[start of Given information]

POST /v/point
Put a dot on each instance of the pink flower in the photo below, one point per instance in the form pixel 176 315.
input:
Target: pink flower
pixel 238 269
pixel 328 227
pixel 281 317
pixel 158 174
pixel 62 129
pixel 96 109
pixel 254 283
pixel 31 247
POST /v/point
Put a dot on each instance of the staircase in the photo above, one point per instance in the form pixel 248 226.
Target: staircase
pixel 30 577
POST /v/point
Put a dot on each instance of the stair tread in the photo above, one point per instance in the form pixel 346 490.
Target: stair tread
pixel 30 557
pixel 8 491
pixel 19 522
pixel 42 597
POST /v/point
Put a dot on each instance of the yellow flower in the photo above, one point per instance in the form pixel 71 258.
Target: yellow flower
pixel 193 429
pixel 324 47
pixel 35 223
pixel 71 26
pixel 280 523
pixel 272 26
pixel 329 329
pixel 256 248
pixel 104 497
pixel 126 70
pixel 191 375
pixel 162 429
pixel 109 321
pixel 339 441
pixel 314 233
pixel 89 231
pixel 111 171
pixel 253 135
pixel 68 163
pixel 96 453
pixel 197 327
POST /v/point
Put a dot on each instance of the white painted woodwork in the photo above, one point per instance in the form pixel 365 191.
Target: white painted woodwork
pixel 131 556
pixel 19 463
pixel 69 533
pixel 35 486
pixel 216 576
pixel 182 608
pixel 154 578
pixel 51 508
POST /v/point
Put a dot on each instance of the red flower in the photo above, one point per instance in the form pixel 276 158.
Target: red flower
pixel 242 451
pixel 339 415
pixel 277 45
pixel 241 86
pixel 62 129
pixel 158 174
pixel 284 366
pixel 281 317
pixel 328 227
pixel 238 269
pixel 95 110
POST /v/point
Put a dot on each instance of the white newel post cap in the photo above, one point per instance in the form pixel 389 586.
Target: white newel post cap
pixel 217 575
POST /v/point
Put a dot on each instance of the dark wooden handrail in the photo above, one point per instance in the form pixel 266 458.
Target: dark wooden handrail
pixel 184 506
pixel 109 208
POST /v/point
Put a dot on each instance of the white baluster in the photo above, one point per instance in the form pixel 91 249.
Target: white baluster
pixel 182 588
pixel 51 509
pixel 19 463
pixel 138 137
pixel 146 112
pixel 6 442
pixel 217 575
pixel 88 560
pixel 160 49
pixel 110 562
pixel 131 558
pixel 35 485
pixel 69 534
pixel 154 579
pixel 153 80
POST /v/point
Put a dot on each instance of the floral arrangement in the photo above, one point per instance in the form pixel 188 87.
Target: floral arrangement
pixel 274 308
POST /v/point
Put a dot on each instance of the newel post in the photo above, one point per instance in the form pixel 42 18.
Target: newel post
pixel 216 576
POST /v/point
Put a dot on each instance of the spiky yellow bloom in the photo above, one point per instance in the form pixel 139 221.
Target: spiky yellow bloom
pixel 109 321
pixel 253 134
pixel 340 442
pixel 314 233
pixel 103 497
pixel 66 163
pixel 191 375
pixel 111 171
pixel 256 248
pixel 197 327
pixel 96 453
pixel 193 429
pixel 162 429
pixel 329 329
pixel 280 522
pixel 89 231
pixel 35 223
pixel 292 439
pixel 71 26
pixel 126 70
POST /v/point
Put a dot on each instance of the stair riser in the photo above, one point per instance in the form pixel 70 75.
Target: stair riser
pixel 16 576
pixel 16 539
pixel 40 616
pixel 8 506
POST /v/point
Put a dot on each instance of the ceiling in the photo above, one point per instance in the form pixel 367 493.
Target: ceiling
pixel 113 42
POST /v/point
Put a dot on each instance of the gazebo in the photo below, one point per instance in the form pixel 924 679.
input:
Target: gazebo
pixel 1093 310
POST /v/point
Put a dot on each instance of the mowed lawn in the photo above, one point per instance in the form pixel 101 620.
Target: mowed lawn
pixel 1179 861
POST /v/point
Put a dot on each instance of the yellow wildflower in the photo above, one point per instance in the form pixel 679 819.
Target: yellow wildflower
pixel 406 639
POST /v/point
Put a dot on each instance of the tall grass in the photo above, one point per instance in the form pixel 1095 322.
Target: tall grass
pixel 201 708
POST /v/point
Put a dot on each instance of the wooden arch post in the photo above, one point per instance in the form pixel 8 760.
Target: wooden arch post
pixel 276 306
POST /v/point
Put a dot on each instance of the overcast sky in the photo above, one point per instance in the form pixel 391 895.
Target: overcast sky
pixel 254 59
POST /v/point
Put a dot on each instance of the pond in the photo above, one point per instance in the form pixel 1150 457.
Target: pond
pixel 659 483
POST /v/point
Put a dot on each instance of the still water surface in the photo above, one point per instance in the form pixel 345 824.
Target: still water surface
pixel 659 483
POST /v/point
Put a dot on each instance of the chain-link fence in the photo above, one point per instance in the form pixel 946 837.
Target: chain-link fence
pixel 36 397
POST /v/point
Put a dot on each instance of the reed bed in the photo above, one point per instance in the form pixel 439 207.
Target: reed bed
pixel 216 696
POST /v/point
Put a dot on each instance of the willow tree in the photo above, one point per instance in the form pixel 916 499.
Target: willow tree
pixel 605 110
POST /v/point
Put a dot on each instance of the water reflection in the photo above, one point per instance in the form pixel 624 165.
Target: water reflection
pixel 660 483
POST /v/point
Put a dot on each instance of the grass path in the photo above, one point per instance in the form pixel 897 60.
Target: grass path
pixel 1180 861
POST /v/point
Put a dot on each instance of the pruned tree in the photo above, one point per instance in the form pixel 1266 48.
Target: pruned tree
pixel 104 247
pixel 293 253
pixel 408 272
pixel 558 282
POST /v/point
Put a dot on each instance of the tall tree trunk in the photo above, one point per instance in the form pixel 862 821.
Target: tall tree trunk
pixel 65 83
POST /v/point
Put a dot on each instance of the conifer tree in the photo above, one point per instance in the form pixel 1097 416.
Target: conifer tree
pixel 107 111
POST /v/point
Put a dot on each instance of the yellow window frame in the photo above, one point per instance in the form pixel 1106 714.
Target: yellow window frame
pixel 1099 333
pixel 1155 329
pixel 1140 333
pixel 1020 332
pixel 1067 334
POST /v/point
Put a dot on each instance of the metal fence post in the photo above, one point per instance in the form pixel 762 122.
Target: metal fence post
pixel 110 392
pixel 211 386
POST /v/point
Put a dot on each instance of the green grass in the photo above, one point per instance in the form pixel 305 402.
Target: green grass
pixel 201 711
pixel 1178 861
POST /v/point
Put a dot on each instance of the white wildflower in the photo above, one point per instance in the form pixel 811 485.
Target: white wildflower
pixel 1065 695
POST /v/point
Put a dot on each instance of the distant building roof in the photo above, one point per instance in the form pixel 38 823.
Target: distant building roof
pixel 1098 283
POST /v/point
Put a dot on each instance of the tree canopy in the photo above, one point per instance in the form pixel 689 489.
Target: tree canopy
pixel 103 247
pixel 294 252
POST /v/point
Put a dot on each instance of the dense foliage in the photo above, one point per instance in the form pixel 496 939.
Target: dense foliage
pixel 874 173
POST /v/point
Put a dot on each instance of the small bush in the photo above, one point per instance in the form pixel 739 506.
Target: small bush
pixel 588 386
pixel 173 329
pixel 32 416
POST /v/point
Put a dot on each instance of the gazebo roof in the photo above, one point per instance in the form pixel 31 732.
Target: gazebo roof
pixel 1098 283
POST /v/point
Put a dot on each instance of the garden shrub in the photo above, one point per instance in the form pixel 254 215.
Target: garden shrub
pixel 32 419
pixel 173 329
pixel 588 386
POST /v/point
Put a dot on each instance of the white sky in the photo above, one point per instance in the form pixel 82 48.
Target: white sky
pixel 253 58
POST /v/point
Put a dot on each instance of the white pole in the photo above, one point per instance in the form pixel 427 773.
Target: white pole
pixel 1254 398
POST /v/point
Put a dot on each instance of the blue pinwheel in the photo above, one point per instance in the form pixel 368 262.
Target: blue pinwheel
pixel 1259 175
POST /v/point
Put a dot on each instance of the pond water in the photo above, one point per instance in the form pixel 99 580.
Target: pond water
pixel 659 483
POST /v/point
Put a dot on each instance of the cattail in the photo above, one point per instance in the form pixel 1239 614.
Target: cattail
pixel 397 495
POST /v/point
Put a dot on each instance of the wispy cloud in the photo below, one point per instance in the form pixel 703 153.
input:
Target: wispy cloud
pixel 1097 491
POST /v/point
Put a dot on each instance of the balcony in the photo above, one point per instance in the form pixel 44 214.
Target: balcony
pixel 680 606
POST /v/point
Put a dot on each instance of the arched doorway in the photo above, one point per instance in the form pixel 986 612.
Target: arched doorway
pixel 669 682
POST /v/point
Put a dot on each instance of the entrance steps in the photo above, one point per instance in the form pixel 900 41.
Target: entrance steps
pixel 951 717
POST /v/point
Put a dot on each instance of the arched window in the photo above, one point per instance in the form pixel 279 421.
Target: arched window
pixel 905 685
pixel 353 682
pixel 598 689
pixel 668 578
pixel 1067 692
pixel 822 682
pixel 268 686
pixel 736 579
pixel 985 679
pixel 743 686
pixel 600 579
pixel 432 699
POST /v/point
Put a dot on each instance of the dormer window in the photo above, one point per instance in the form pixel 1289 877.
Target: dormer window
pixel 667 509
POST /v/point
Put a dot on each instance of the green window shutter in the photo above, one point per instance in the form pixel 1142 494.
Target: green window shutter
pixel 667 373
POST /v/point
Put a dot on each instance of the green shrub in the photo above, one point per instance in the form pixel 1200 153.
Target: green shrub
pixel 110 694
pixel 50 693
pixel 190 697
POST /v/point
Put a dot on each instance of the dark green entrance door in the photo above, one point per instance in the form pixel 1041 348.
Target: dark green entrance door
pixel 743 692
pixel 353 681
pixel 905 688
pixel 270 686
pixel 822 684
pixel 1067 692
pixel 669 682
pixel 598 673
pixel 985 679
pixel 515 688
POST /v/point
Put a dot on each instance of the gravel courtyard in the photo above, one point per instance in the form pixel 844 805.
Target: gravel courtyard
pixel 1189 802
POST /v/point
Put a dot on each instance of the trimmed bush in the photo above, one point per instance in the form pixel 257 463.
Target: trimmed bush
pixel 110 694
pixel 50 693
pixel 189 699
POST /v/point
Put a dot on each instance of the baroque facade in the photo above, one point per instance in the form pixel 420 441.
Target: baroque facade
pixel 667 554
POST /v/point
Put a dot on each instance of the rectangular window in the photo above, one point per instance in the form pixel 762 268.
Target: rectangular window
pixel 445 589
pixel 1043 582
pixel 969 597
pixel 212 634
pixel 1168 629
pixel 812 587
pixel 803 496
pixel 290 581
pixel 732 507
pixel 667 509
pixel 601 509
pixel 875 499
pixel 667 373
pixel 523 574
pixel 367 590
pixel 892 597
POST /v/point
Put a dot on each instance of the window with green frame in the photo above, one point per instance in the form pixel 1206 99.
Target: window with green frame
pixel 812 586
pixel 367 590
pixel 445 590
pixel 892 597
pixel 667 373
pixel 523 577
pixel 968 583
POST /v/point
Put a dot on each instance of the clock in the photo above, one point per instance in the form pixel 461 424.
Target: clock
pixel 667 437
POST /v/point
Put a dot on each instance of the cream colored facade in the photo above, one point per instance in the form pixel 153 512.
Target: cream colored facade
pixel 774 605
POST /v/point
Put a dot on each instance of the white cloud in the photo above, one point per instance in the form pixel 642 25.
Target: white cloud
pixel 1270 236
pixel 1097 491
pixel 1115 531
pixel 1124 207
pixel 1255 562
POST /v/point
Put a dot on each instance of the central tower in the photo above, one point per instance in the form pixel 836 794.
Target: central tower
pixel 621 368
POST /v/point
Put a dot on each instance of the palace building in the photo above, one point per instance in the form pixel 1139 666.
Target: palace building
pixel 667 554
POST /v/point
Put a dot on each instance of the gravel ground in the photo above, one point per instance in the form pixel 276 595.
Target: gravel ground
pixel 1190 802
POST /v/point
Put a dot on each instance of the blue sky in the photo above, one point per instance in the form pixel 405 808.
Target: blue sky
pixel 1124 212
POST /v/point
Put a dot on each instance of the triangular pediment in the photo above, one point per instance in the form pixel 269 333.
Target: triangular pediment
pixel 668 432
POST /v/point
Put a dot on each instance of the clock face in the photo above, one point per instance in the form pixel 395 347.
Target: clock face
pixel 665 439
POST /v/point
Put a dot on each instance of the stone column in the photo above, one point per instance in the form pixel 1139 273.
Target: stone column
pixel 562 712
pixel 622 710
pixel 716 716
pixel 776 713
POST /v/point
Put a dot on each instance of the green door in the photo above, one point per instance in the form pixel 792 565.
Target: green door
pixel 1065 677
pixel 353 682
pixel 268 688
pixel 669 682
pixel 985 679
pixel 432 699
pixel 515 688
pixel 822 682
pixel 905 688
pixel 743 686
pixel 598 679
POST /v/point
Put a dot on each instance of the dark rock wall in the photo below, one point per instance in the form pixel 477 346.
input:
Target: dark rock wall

[end of Given information]

Find each line in the records above that contains the string "tall" and copy it out. Treat uppercase and lowercase as different when matching.

Put a dot on each instance of the tall grass in the photo above, one point per instance in the form pixel 1095 322.
Target: tall grass
Put a dot on each instance of the tall tree trunk in the photo above, one point per instance in the form pixel 862 821.
Target: tall tree trunk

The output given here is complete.